> _Pointing dataset records_:
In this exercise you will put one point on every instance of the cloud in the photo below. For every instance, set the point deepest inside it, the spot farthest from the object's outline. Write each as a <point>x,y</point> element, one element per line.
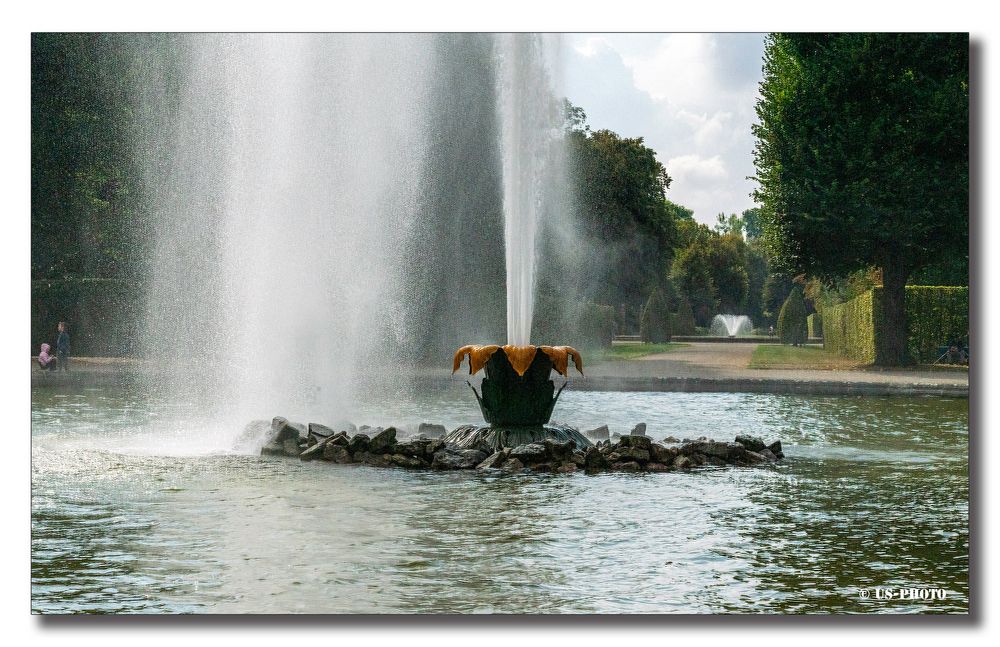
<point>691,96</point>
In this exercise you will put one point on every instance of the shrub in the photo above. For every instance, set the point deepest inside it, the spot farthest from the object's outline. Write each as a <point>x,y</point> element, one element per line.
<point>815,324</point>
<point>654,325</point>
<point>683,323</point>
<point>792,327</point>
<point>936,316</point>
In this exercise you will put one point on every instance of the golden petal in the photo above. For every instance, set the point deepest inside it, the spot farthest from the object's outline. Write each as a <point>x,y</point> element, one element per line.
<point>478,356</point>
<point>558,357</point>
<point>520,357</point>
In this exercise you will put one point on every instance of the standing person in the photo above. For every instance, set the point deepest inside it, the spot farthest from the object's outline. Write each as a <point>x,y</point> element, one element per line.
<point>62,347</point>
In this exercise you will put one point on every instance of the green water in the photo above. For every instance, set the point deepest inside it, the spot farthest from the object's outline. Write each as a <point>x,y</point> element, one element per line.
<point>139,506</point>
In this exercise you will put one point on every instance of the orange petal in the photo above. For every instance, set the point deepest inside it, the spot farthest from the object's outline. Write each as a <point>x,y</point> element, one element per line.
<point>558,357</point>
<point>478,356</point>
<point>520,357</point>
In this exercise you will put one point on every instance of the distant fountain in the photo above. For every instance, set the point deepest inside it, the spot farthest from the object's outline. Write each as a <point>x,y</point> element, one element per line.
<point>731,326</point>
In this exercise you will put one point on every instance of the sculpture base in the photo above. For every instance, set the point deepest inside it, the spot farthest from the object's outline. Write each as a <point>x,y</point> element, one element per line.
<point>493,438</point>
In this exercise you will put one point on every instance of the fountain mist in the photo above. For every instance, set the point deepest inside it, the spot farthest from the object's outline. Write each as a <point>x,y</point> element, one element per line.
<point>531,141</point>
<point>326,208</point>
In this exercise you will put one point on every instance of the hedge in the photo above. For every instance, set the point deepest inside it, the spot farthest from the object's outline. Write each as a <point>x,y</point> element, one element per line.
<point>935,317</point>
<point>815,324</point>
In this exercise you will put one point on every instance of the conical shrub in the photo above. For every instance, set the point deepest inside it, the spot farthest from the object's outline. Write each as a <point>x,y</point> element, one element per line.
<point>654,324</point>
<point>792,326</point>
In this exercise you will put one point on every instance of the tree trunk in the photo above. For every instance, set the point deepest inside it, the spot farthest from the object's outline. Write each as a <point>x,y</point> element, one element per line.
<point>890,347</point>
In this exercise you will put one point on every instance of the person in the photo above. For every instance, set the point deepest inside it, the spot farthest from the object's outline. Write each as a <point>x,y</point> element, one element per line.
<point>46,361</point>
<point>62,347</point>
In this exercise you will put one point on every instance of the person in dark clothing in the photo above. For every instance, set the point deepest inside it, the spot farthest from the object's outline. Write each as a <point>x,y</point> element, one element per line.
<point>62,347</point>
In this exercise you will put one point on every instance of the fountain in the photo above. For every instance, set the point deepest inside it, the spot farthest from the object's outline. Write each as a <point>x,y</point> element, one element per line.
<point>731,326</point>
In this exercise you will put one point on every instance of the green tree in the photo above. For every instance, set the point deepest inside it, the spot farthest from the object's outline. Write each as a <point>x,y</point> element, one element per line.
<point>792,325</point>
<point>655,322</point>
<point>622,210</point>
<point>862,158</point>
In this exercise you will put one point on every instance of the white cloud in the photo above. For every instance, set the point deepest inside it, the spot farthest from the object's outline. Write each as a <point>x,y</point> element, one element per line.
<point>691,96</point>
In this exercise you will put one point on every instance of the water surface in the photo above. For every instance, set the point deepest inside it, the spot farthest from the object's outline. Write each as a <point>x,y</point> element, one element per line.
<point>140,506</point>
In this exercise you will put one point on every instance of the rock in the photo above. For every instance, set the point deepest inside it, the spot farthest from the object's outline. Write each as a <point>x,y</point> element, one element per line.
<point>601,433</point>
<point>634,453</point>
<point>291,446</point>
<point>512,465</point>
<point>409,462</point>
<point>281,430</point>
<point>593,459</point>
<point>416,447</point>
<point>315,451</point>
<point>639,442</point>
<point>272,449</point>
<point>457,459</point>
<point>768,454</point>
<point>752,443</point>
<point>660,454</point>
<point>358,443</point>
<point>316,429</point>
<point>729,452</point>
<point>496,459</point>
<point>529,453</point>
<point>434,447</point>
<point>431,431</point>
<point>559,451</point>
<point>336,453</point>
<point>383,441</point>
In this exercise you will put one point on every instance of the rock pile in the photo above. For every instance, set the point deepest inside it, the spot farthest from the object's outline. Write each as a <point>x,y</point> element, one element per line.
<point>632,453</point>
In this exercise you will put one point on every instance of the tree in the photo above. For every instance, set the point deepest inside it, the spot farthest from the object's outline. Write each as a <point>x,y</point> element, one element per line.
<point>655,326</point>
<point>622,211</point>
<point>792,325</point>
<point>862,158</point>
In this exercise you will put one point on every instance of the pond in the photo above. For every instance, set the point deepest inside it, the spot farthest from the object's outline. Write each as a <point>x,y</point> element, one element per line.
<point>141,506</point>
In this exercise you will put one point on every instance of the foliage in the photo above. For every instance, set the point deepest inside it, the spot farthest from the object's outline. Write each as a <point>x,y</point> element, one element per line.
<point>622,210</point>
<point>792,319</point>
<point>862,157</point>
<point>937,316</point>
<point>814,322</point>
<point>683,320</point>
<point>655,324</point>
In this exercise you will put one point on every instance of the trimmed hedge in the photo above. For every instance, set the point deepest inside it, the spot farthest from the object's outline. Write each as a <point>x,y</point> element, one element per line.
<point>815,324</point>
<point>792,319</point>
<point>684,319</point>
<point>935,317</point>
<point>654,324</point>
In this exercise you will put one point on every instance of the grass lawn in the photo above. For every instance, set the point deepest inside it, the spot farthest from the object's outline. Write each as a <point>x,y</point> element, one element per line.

> _YOUR GOAL_: Copy the data from the line containing "the tree trunk" through the line containing "<point>890,347</point>", substituting "stump" for "tree trunk" and leaving everything else unchanged.

> _TASK OUTPUT_:
In this exercise you will put one point on every instance of the stump in the photo above. For every instance, set the point deepest inside it, the spot farthest from the object's outline. Write each as a <point>x,y</point> element, one element per line.
<point>890,347</point>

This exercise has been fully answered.